**Source document**
* start *
How Do You Calculate Your TikTok Engagement Rate?
TikTok engagement rate is calculated by dividing your total interactions by either your views or your follower count, then multiplying by 100. There are two formulas, and they serve different purposes.
Formula 1: By Views (best for individual video performance)
(Likes + Comments + Shares + Saves) ÷ Views × 100
Formula 2: By Followers (best for comparing accounts)
(Likes + Comments + Shares + Saves) ÷ Followers × 100
For TikTok specifically, the views-based formula is generally more accurate for measuring content quality. TikTok's For You Page algorithm regularly pushes videos to non-followers, so a creator with 10,000 followers can easily pull 500,000 views on a single video. Using followers as the denominator in that scenario would wildly inflate your rate and make it meaningless.
Use the views-based formula to understand how your content is actually performing. Use the follower-based formula when comparing your account against a competitor.
Quick example:A video gets 50,000 views, 3,000 likes, 200 comments, 500 shares, and 100 saves.
Total interactions: 3,800Views-based ER: (3,800 ÷ 50,000) × 100 = 7.6%
What Is a Good TikTok Engagement Rate by Account Size?
This is where most benchmark articles get it wrong. They give you one number for every creator, regardless of whether you have 500 followers or 5 million. The reality is that engagement rates naturally decline as accounts grow. Here are the current benchmarks by follower tier.
Nano creators (1K to 10K followers)
- Exceptional: 12%+
- Strong: 6% to 12%
- Average: 4% to 6%
- Below average: Under 4%
The top quarter of nano creators hits 12%+ engagement. TikTok's algorithm aggressively pushes small creators' content, which inflates engagement rates at this tier. Don't expect to maintain 12% as you grow.
Micro creators (10K to 100K followers)
- Exceptional: 8%+
- Strong: 5% to 8%
- Average: 3.5% to 5%
- Below average: Under 2.5%
This is where the algorithm starts giving you less proportional reach per follower. Breaking 8% here puts you in the top 25%, which is pitch-worthy data for your media kit.
Mid-tier creators (100K to 1M followers)
- Exceptional: 6%+
- Strong: 3.5% to 6%
- Average: 2.5% to 3.5%
- Below average: Under 2%
Macro creators (1M+ followers)
- Exceptional: 4%+
- Strong: 2.5% to 4%
- Average: 1.5% to 2.5%
- Below average: Under 1.5%
Mega accounts have massive audiences that are inherently harder to engage proportionally. At this scale, a 2% rate is solid. Don't compare yourself to nano creators and panic.
What Is a Good TikTok Engagement Rate by Niche?
* end *
**Brief A**
Locate every line in the rows that contains the string "wall", and copy each of those lines.
The rows below have no connection to the engagement-rate guide.

**Provided material**
* start *
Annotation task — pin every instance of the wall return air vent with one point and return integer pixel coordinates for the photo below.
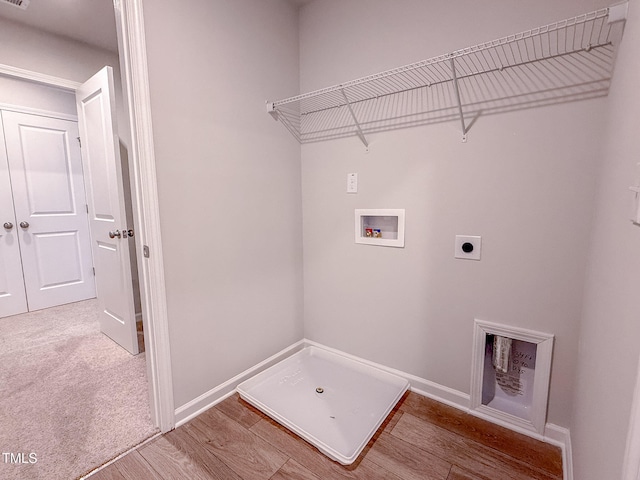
(564, 61)
(21, 4)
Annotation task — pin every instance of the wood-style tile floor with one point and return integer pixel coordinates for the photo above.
(421, 439)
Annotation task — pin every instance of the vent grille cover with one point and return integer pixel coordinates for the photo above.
(22, 4)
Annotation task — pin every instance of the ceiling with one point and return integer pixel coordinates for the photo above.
(87, 21)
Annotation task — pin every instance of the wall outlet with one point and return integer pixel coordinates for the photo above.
(352, 183)
(468, 247)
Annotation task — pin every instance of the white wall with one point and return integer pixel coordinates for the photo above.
(26, 48)
(27, 94)
(610, 333)
(525, 181)
(229, 184)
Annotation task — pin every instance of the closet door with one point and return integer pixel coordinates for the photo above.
(50, 206)
(12, 295)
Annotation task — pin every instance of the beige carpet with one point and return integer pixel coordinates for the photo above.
(70, 398)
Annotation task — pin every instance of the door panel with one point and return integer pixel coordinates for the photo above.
(13, 299)
(103, 179)
(49, 199)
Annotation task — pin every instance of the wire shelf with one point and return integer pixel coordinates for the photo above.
(564, 61)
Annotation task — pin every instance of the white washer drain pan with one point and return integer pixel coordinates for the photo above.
(333, 402)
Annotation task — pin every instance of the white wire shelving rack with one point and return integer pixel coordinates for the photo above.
(564, 61)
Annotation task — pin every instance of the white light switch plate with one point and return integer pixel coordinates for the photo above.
(352, 183)
(471, 243)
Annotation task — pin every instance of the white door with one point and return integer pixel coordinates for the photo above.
(50, 209)
(107, 219)
(13, 299)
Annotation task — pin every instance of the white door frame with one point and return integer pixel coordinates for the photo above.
(134, 75)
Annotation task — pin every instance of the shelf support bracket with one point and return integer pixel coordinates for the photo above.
(457, 91)
(355, 120)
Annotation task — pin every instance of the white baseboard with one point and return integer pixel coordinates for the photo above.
(217, 394)
(553, 434)
(561, 437)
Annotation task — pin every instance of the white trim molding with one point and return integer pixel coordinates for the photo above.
(217, 394)
(132, 49)
(631, 465)
(40, 78)
(541, 376)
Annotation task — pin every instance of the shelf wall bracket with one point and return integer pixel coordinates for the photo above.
(457, 91)
(355, 120)
(271, 110)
* end *
**Brief B**
Answer these questions from the engagement-rate guide:
(i) Which four interaction types are added together in both engagement rate formulas?
(ii) What engagement rate counts as exceptional for micro creators (10K to 100K followers)?
(iii) What range counts as average for macro creators (1M+ followers)?

**Worked solution A**
Annotation task — pin every instance of the wall return air vent with one point and return integer pixel coordinates for the photo below.
Annotation task — pin every instance of the wall outlet with one point and return integer pixel coordinates for the photo above.
Annotation task — pin every instance of the white wall with one point and return integer pixel coordinates for the photo above.
Annotation task — pin every instance of the shelf wall bracket with one point and return integer pixel coordinates for the photo above.

**Worked solution B**
(i) Likes, comments, shares, and saves.
(ii) 8% or higher.
(iii) 1.5% to 2.5%.